State how many lines in the records below contain the string "sign", counting a match only when its case agrees. Give the number alone.

[Start]

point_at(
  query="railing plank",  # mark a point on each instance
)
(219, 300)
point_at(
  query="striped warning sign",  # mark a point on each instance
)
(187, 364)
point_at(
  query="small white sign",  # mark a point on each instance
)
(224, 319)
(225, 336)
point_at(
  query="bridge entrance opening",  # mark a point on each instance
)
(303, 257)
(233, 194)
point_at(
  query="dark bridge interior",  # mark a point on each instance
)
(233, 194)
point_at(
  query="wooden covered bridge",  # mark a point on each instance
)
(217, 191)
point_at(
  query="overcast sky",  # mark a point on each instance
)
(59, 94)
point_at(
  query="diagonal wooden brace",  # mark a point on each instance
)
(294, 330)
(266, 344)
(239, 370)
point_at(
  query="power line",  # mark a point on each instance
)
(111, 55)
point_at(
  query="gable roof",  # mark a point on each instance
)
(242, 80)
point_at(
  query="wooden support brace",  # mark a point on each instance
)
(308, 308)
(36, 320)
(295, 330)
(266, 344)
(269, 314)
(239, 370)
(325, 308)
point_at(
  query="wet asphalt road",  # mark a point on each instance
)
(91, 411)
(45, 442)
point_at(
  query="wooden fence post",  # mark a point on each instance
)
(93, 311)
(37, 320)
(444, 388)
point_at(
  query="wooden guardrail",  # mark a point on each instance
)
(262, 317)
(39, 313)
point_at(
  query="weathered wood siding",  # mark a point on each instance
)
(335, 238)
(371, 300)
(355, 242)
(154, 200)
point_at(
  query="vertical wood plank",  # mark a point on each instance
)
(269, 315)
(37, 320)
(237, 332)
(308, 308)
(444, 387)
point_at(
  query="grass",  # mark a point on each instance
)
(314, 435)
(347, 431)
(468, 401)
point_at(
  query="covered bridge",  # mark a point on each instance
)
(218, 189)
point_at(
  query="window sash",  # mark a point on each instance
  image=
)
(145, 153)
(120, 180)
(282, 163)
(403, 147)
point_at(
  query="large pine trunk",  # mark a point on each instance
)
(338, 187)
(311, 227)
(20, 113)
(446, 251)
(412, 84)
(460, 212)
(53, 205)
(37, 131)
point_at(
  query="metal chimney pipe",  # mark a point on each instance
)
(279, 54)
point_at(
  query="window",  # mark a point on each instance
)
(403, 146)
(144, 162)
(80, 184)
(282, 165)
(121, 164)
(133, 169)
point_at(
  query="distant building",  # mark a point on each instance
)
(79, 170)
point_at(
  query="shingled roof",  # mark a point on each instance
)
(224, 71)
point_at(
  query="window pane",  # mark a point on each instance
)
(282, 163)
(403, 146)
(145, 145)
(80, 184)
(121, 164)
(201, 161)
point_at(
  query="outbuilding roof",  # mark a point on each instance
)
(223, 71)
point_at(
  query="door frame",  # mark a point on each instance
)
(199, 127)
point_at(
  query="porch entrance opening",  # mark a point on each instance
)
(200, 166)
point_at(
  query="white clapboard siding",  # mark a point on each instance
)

[End]

## THE COMPLETED TASK
2